===== FRAGMENTO DEL DOCUMENTO

Una de las figuras más encumbradas por la filosofía y la literatura es la de Antígona, el icono de la desobediencia civil, del antagonismo a quien detenta el poder y dicta el derecho. Anti-gona, contra el nacimiento, es nombre de rebelde, de quien no se conforma con lo que viene dado. Al lado de Antígona está su hermana Ismene, un personaje que ha pasado desapercibido, apenas «Pobre miedosa», la llama Antígona cuando Ismene le plantea sus dudas. «Sóc una simple ombra», dice el retrato que hace de ella Salvador Espriu: una mujer hundida en el aburrimiento, la desgana y la rutina de un día a día sin horizontes. Antígona es la heroína que sigue sin vacilar los impulsos del corazón. Ismene entiende la injusticia de su tío, Creonte, que prohíbe el entierro de Polinice, quiere hacerse cargo de ella, pero no ve que sea bueno abordarla con el odio y la vehemencia de Antígona.

==========
===== DATOS REGISTRADOS

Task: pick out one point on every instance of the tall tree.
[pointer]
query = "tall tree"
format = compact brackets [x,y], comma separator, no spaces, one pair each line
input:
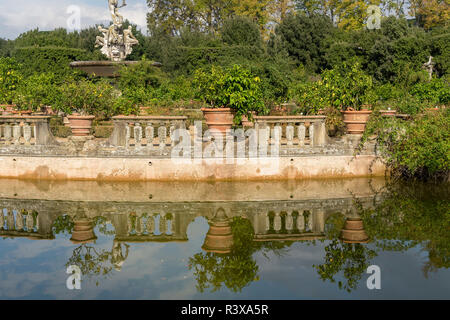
[430,13]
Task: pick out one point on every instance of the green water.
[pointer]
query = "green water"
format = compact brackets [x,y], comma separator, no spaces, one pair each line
[283,240]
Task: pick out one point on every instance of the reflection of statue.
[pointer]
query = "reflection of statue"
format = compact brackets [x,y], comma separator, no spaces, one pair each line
[116,42]
[117,258]
[429,66]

==========

ENUNCIADO DE TAREA A
Formatea como CSV de dos columnas, con encabezados consulta y respuesta, los registros comprendidos entre la línea que contiene "Task: pick out one point on every instance of the green" y el final de los registros, ambos extremos incluidos. Genera una fila por registro, con cada campo entre comillas dobles y los saltos de línea sustituidos por espacios.
ENUNCIADO DE TAREA B
Prosigue el texto sobre Antígona e Ismene a partir de su última oración.

RESPUESTA ESCRITA A
consulta,respuesta
"Task: pick out one point on every instance of the green water. [pointer] query = ""green water"" format = compact brackets [x,y], comma separator, no spaces, one pair each line","[283,240]"
"Task: pick out one point on every instance of the reflection of statue. [pointer] query = ""reflection of statue"" format = compact brackets [x,y], comma separator, no spaces, one pair each line","[116,42] [117,258] [429,66]"

RESPUESTA ESCRITA B
Reconozco que siempre he sentido simpatía por el personaje discreto y poco brillante que representa Ismene. En la tragedia, son los sentimientos los que hablan, no hay lugar para explicaciones ni para el razonamiento que pronto instaurará la filosofía bajo el paraguas del pensamiento abstracto. Un razonamiento dirigido a mostrar que unas actitudes son mejores que otras, que la verdad está en alguna parte y debe ser reconocida, por la vía de los argumentos, de las palabras, más que de los gestos. Puesto que ése es el objetivo, la filosofía que impone su discurso en el pensamiento occidental no es la de los que se instalan en la duda, como el escéptico Pirrón, ni la de los que desconfían de la capacidad humana para alcanzar la verdad y se mueven en la incertidumbre de la doxa, como los sofistas. Por decirlo así, las teorías ganadoras son las de Platón y Aristóteles, esas formas de ver —theorein— que buscan materializarse en una serie de certezas. Empieza el dominio del logos, razón y lenguaje, esto es, un discurso que da razones a favor de una serie de supuestas verdades que serán los puntales del conocimiento.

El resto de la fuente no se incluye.